_Material provided_.

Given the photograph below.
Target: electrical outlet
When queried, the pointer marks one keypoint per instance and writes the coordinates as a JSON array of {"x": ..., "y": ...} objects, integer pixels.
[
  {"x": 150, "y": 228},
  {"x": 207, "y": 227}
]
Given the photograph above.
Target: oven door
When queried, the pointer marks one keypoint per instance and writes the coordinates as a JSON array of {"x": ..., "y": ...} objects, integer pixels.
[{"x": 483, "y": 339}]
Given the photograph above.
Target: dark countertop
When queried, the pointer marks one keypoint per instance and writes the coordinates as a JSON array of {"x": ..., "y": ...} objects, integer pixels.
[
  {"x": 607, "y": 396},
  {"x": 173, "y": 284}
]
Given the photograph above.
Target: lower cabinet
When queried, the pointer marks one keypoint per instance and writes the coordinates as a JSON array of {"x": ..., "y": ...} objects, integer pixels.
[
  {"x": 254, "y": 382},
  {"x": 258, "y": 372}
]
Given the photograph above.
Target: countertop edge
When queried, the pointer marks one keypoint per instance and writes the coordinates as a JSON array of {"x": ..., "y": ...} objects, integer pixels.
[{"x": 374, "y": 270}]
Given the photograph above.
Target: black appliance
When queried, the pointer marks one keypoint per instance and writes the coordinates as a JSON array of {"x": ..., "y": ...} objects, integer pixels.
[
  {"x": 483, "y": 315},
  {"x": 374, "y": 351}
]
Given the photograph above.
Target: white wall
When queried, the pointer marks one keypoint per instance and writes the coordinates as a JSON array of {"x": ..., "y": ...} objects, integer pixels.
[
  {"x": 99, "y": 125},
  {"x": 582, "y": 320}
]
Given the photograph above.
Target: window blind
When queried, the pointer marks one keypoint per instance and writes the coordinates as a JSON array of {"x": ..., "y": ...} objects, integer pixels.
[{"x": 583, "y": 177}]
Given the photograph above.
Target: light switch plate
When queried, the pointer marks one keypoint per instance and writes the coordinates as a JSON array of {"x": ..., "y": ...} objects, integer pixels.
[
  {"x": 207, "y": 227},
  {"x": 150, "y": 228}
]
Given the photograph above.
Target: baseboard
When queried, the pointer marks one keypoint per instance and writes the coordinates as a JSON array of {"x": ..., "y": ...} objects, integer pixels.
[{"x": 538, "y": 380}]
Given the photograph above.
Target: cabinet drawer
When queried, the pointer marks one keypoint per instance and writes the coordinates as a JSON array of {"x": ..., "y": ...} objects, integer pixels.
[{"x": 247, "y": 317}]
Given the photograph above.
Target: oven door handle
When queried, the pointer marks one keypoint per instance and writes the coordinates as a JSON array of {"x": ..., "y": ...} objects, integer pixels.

_To do_. From the records above, please extract every line and repeat it exactly.

_Exercise response_.
Given the photograph below.
Target: electrical outlet
When queried, the pointer marks one keypoint per instance and writes the coordinates as a JSON array of {"x": ..., "y": ...} objects, integer pixels.
[
  {"x": 150, "y": 228},
  {"x": 207, "y": 227}
]
Given the photograph above.
Target: oven door
When queried, the pointer marks one keypoint per instance and writes the coordinates as a JSON array of {"x": ..., "y": ...} objects, integer pixels.
[{"x": 483, "y": 339}]
Given the photograph above.
Target: dark countertop
When queried, the pointer marks one keypoint per instance and writes the coordinates as a JSON array of {"x": ..., "y": ...} objects, integer pixels.
[
  {"x": 607, "y": 396},
  {"x": 173, "y": 284}
]
Given the photograph above.
Target: lower cabinet
When queried, the pointer marks one keypoint per instance and writes the coordinates as a JSON array of {"x": ..., "y": ...} objects, integer pixels.
[
  {"x": 254, "y": 382},
  {"x": 258, "y": 372}
]
Given the photograph above.
Target: countertop edge
When queried, the pointer marks one keypoint per instance and writes the coordinates as a JSON array of {"x": ..., "y": ...} objects, integer pixels.
[{"x": 374, "y": 270}]
Given the photograph above.
Target: black appliance
When queried, the pointer marks one keypoint per instance and writes the coordinates as a JSON array of {"x": ..., "y": ...} objects, integer pixels.
[
  {"x": 483, "y": 315},
  {"x": 374, "y": 351}
]
Given the photograph above.
Target: white wall
When queried, the pointer marks one keypoint per instance and writes the coordinates as a JSON array of {"x": ..., "y": ...} objects, integer pixels.
[
  {"x": 99, "y": 125},
  {"x": 582, "y": 320}
]
Given the photograph above.
Target: window blind
When queried, the pointer marks one keypoint per instance and writes the coordinates as a JSON array of {"x": ..., "y": ...} objects, integer pixels.
[{"x": 583, "y": 177}]
Given the photograph above.
Target: light switch plate
When queried, the pointer marks one keypoint per instance and writes the coordinates as a JSON array of {"x": ..., "y": ...} objects, integer pixels.
[
  {"x": 207, "y": 227},
  {"x": 150, "y": 228}
]
Given the photograph above.
Target: baseboard
When queried, the pointer marks one keypoint per instance and writes the coordinates as a JSON array of {"x": ..., "y": ...} objects, integer pixels.
[{"x": 538, "y": 380}]
Given the photograph above.
Target: cabinet drawer
When queried, the pointer marks one keypoint per instance and writes the coordinates as a JSON array of {"x": ..., "y": ...} objects, integer pixels.
[{"x": 247, "y": 317}]
Given the photograph above.
Target: oven door handle
When queried, the pointer marks one keypoint per instance and writes the coordinates as a JSON array of {"x": ..., "y": ...} objects, integer pixels.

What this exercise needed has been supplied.